(Dokumen Sumber)
┄┄┄┄┄┄

Dengan melakukan interpretasi baru terhadap teks (suci) adalah menjadi bentuk pengkayaan terhadap tafsir yang telah ada sehingga setiap orang dipersilahkan untuk memilih mana yang lebih baik dan cocok dengannya. Adapun mereka yang ingin menyingkirkan tafsir lama, itu adalah hak mereka. Namun  tidak boleh memaksa yang lain untuk mengikutinya atau dipersoalkan sebagai ambruk atau hilangnya warisan intelektual. Namun, harus dipahami sebagai proses perubahan dari kreativitas intelektual yang terus bergerak secara dinamis.

Dalam penafsiran kontemporer yang memakai pendekatan hermeneutika pun terbagi pada dua kutub. Kutub pertama adalah yang menganggap hasil penafsiran yang dilakukan seseorang (termasuk kelompoknya) merupakan kebenaran yang abash; karena teks yang telah terlepas dari pengarangnya adalah berdiri-sendiri (otonom) dan tidak ada sangkut-pautnya lagi dengan pengarang (dead author). Karena iu, interpretasi apa pun (yang dihasilkan pembaca-penafsir) adalah sah (apalagi bermakna dan bermanfaat untuk kehidupannya). Model penafsiran ini mulanya lahir dari para filsuf Perancis, seperti Rolland Barthes, Jacues Derrida, Paul Ricouer, dan lainnya. Pemikiran mereka berpengaruh kepada Muhammad Abed al-Jabiri, Mohammad Arkoun, Nashr Hamid Abu Zayd, dan kelompok Jaringan Islam Liberal (JIL) Indonesia.

┄┄┄┄┄┄

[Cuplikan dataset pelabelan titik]
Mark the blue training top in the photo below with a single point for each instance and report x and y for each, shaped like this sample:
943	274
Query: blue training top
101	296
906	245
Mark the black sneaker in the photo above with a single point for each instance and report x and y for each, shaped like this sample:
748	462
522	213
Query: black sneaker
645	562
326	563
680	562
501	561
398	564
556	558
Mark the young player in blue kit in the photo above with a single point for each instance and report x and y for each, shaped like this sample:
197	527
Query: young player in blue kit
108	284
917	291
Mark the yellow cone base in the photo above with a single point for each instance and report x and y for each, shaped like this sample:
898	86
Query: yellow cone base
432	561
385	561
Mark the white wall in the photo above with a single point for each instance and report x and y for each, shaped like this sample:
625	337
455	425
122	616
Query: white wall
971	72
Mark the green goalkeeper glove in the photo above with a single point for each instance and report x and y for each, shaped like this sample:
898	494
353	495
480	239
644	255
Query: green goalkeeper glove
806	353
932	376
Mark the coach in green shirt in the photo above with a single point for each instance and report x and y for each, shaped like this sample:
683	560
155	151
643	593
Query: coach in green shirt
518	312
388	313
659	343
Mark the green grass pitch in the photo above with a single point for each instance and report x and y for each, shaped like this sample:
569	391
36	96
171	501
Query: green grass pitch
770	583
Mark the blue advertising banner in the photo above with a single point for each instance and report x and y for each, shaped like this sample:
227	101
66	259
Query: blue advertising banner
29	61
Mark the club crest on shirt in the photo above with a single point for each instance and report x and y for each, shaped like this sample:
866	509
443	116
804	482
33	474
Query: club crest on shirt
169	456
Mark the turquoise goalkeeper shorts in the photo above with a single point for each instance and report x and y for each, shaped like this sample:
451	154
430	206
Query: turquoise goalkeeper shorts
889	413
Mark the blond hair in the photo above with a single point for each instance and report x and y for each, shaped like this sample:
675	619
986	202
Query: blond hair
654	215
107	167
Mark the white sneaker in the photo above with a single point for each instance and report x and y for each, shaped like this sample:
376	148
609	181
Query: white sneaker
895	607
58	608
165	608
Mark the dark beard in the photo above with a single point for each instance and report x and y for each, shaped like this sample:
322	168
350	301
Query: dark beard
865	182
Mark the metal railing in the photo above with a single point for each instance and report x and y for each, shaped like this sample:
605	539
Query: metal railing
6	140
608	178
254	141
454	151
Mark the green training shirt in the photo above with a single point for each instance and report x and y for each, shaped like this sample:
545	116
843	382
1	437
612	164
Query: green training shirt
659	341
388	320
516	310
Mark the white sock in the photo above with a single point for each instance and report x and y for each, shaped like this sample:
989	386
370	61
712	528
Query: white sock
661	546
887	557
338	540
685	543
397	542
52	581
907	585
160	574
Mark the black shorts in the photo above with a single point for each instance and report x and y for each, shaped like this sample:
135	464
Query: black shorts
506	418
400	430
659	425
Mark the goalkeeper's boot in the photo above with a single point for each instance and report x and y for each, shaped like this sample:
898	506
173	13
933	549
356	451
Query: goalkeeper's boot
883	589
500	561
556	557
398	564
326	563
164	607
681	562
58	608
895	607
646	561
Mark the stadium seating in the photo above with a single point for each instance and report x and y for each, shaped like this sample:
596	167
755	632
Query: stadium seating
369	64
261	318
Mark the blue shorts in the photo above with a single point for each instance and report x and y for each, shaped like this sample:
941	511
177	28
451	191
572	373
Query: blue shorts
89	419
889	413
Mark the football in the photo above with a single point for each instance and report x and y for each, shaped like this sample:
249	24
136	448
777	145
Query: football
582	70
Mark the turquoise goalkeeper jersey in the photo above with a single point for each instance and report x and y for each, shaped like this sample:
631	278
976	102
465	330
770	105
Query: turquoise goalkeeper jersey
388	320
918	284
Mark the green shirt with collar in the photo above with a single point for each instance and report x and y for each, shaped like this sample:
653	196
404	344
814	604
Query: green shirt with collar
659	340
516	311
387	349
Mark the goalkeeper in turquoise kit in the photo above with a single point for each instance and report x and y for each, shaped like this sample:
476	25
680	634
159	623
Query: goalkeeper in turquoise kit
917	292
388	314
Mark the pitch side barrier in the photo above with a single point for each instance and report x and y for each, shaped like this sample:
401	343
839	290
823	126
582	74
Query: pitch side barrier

┄┄┄┄┄┄

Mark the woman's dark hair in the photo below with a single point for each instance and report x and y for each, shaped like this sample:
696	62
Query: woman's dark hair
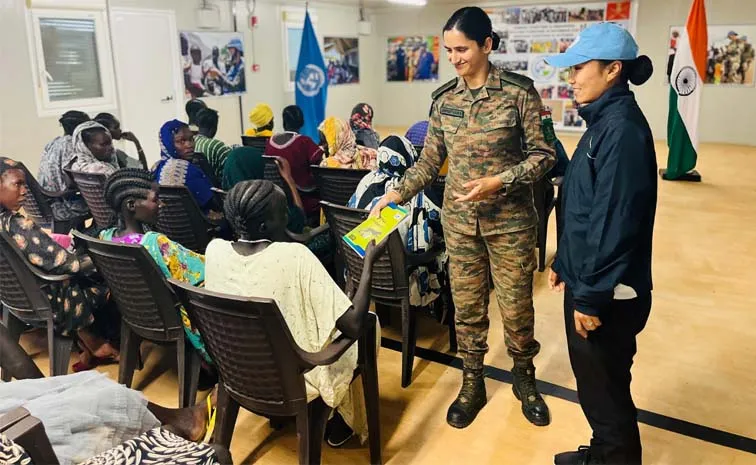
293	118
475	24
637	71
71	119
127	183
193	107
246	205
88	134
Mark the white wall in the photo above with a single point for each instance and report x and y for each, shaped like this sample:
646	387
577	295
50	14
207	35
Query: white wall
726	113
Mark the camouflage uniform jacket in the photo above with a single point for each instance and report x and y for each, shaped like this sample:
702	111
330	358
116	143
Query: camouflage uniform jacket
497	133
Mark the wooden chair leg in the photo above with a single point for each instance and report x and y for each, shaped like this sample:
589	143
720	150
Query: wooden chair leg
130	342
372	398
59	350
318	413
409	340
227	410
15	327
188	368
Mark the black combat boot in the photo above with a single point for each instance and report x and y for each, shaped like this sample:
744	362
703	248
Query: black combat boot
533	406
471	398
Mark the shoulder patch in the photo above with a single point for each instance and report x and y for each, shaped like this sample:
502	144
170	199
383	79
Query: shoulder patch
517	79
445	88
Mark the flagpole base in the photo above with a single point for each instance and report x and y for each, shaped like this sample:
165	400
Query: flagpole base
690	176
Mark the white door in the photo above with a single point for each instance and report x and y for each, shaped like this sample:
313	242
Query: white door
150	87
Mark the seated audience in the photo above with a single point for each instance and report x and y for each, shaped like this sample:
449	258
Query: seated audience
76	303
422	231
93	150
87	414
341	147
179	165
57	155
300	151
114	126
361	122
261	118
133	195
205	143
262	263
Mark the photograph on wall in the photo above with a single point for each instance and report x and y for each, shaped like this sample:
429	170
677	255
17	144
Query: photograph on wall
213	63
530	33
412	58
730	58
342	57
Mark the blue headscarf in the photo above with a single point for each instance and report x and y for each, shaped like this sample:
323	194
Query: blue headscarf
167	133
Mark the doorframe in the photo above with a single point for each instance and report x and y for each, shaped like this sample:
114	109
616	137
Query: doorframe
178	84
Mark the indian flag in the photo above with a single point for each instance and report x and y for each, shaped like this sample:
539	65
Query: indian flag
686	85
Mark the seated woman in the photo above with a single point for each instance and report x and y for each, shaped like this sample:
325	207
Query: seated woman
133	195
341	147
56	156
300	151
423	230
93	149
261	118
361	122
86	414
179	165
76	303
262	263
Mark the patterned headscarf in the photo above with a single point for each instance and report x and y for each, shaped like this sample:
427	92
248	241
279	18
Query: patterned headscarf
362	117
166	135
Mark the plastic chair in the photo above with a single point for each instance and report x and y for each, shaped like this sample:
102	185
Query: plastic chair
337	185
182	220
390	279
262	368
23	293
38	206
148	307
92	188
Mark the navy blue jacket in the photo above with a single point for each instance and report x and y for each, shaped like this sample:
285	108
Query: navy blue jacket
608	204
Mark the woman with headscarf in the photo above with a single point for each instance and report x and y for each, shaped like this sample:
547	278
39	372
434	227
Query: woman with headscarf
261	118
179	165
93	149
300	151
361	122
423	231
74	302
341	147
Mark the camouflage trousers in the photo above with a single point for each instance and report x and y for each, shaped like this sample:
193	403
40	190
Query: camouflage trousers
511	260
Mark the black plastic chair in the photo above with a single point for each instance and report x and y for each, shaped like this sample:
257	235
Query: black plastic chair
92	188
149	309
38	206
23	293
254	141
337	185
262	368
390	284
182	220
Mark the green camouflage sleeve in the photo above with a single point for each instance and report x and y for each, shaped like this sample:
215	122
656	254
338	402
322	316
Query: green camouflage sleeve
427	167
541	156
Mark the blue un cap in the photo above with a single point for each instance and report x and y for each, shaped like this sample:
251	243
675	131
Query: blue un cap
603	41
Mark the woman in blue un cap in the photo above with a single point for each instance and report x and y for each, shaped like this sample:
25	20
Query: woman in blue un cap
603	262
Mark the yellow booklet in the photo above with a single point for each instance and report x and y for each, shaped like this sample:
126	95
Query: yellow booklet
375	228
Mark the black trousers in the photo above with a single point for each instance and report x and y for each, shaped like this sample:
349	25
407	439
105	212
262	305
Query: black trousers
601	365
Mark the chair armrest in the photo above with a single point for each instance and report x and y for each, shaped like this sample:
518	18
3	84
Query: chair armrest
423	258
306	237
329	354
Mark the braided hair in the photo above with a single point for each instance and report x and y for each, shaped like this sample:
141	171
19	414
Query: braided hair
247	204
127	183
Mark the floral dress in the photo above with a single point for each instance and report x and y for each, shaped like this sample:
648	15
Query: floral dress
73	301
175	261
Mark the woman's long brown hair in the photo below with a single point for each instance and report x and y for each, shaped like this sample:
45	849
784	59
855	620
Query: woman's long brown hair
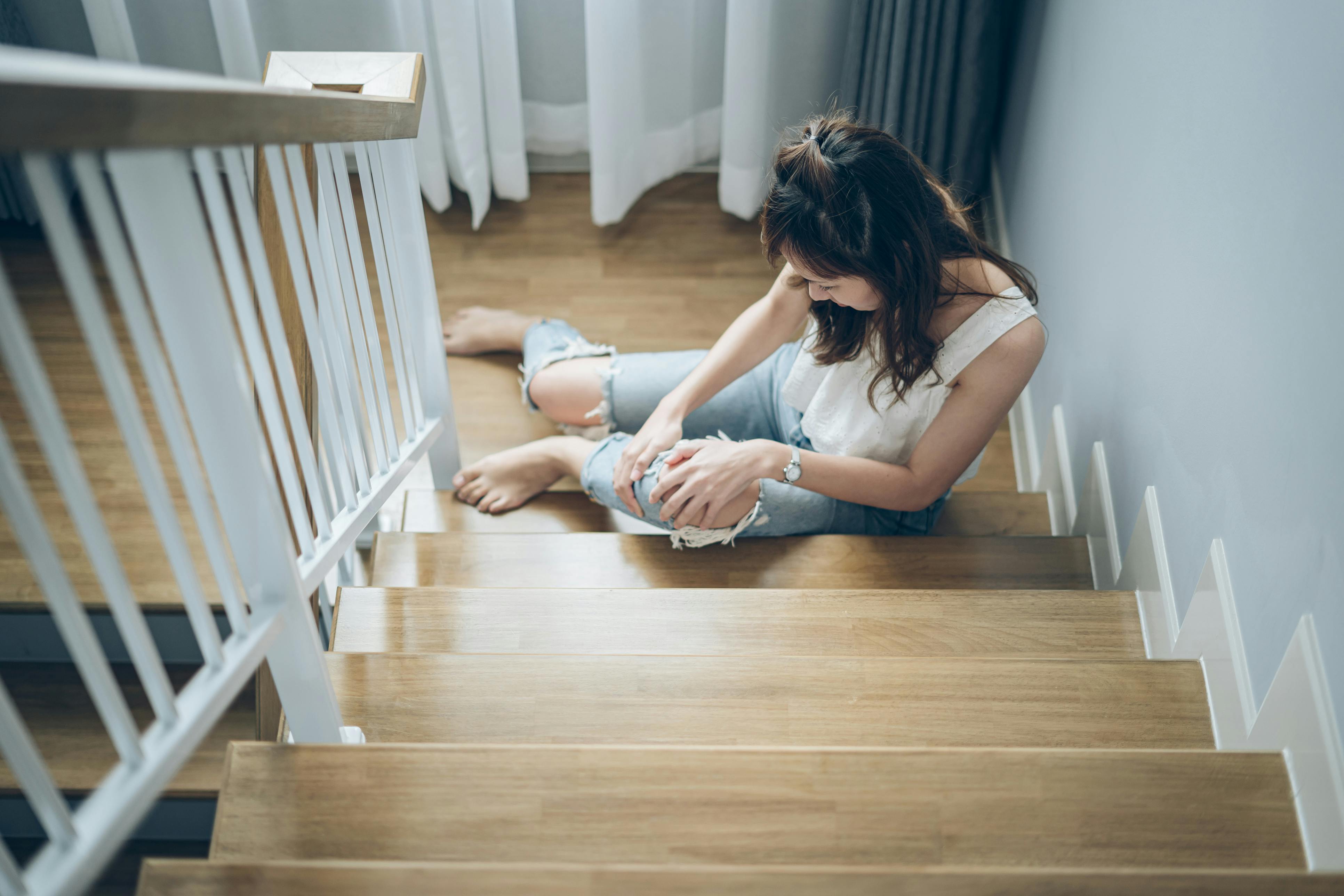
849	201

┄┄┄┄┄┄

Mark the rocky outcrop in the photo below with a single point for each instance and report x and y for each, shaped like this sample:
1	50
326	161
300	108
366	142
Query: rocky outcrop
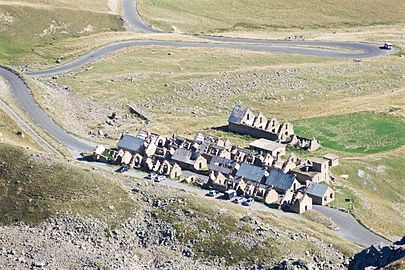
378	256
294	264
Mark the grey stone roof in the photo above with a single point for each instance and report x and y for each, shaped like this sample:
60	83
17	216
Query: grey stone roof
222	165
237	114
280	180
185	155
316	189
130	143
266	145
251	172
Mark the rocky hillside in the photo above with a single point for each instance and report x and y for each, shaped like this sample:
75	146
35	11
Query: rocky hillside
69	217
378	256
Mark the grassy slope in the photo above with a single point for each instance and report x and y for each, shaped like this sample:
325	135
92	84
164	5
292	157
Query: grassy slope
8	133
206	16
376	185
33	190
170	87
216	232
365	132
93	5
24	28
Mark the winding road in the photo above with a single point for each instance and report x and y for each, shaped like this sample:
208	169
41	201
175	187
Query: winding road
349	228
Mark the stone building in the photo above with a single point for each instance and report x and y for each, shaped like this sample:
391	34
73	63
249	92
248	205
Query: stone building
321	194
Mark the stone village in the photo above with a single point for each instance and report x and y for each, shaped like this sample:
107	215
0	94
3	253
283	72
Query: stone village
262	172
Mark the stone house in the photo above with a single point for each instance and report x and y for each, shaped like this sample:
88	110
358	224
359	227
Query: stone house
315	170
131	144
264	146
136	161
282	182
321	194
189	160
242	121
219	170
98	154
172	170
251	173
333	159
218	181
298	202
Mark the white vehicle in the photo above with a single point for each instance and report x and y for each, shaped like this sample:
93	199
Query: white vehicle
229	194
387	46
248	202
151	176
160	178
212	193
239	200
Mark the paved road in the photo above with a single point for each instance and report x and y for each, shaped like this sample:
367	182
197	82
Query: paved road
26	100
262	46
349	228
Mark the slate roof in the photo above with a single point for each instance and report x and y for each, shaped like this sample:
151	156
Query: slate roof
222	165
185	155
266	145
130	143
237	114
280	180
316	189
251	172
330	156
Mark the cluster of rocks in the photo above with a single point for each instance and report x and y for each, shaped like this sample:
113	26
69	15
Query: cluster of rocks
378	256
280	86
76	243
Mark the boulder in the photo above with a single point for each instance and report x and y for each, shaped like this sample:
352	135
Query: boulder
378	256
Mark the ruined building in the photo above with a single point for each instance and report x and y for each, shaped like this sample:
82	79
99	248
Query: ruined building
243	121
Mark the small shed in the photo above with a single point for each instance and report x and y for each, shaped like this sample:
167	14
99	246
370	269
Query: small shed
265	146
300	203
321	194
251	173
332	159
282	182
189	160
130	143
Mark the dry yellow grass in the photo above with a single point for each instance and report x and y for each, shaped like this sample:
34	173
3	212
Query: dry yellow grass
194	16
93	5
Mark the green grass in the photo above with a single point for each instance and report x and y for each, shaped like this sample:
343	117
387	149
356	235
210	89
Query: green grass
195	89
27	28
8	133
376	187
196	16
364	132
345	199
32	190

┄┄┄┄┄┄

(Soal Latihan)
**a)** Hitung jumlah baris dalam catatan yang memuat kata "seating". Tuliskan angkanya saja.
**b)** Lanjutkan teks tentang penafsiran setelah kalimat terakhir yang ditampilkan.
Teks tentang penafsiran dan catatan tersebut adalah dua bahan yang terpisah.

(Jawaban per Tugas)
**a)** 2

**b)**
Sementara kutub kedua adalah yang beranggapan bahwa penafsiran adalah tindakan subjektif yang berdasarkan pada pra-anggapan dan pra-asumsi sebelumnya (atau sesuatu yang melekat di benaknya). Karena itu, penafsiran yang dihasilkannya adalah hanya berusaha mendekati atau menggapai kebenaran yang ada pada pengarangnya. Penafsiran model ini dicetuskan para filsuf Jerman, seperti Wilhelm Dilthey, Martin Heidegger, Schleiemacher, dan lainnya. Pemikiran mereka berpengaruh kepada Asghar Ali Engineer, Farid Esack, Hasan Hanafi, dan lainnya. Pada model penafsiran ini muncul pendapat bahwa tafsir tentang ayat-ayat suci al-Quran tidak akan pernah berakhir karena yang paling mengerti akan arti sebuah teks tersebut adalah pembuatnya, Allah. Bahkan,  para mufasir pun pada dasarnya hanya berusaha memahami apa yang dimaksudkan-Nya sehingga terjadi keanekaragaman tafsir. Namun, keadaan ini akan menimbulkan masalah karena setiap diri akan merasa dan menilai bahwa dirinya yang paling paham akan arti sebuah teks tersebut.

Tidak hanya seorang yang punya klaim itu, tetapi lebih dari satu, beragam dan tak terbatas. Lawannya adalah sesuatu yang menghendaki persatuan dan kesatuan (yang kuat) di bawah satu identitas dan satu tafsir sehingga perbedaan harus dilarutkan dan dipaksakan menjadi satu.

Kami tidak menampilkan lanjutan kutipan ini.